== Text block ==
____________
When Are You Too Old To Lead Worship ?

I just celebrated my second over-50 birthday, time to retire from worship leading, right?

When are you Too Old To Rock ‘n’ Roll, Too Young To Die ? [Totally random link to the song by Jethro Tull , 1976 performance, and a bonus link to their 2008 performance]

Time to be put out to pasture?

My favorite worship blogger David Santistevan  has few posts on this topic, most recently How Do You Connect Older Musicians With The Younger?  “The old and the young, can’t we all just get along?”

And this posts asks:  How Do You Engage A Younger Generation In Worship?  Good question. Deserves some thought.

“They don’t hate you. They just have a hard time with your music.” 
“Your musical style is dated. Not intentionally, it just comes with age.”

Sad but true. Sometimes.

Vickie Beeching  cracked me up with this “you’re too old”  riff:

“10. Decide not to have a plan for what to do when you’re too old to lead worship:

You decide you want to be a worship leader for the rest of your working life. You ignore the thought that perhaps it’s important to let a younger generation take the baton from you. And that in music, often younger people can provide something more current and ‘hip’. But you decide you’re there forever! Hence why you shoot down any upcoming talent. You wear clothes way too young for you, and decide you’ll be the peter pan of the worship world. After all, God has called you to this! Why would you ever need to transition into something else? Who could EVER replace you?!… “

So when are you too old? Can you “age out”?

<Insert rant here:

Sure, if being youthful and in-style matters. Funny how they don’t say senior pastors  are too old once they’re over 45. Just the music guys. And it’s worse for music girls…

Why in God’s name should the church have the same value system as the entertainment industry? Young = in. Old = out. Now that’s a great witness …

End of rant.>

A better way to frame the “Are you too old” question is this,

“What is the right role for this season?”

It’s more than an age question, it’s an effectiveness question.

Is worship leading by definition a young person’s game? Like playing pro sports or being a rock star?

Not in my opinion. It’s more related to the vision and purpose of your church.
____________
== Information provided ==
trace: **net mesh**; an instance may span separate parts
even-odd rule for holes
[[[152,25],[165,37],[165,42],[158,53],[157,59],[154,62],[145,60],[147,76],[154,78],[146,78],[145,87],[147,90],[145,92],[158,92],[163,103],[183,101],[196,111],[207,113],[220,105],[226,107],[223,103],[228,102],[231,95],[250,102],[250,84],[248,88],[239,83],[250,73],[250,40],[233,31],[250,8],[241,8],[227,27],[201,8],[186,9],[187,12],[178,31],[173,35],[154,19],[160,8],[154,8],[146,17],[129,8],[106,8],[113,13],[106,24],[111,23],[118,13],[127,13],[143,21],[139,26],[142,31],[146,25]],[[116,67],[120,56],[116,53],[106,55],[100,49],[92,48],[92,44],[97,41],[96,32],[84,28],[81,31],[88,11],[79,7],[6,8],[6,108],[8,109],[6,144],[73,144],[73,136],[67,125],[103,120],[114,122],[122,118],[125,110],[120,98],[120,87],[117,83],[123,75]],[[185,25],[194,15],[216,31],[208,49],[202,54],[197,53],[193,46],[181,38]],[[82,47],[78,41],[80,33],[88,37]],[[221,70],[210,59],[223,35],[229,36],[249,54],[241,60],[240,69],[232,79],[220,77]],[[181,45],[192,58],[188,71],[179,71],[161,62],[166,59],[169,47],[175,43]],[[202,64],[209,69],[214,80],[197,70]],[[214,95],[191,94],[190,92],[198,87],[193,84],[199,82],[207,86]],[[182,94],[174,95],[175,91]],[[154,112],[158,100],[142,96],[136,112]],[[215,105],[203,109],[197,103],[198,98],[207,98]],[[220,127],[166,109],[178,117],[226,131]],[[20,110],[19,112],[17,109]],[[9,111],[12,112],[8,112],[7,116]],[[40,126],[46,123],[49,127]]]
____________
== Task description ==
Continue the blog post on being too old to lead worship, starting right after its final sentence.

== Result below ==
Is the church called to be an urban hipster outreach? Then the leaders need to be a good fit to that purpose.

Is the church called to represent the people of God as  “one big happy family” ? Then the leaders need to be a good fit for that purpose.

Sometimes the calling or vision of the church changes, or the calling of the worship dude or dudette changes. Sometimes you need to change.

It’s time to change when …

  1. You’re no longer effective in the role.
  2. People aren’t connecting with your leadership.
  3. You don’t love it anymore, but you’re hanging on to the gig for the wrong reasons.
  4. There are others ready to lead and they are not being given the opportunity.
  5. The Holy Spirit, or your intuition, says your season is up.

Nothing lasts forever.

Here’s my advice to older worship leaders.

Serve. Give yourself away. Raise up the next generation leaders. Include them. Give them opportunity to excel. Pass the baton. Here’s four practical strategies.

  1. Develop a succession mindset. There is no success without successors. Be intentional about mentoring leaders who can take your place. Then give them the keys to the car.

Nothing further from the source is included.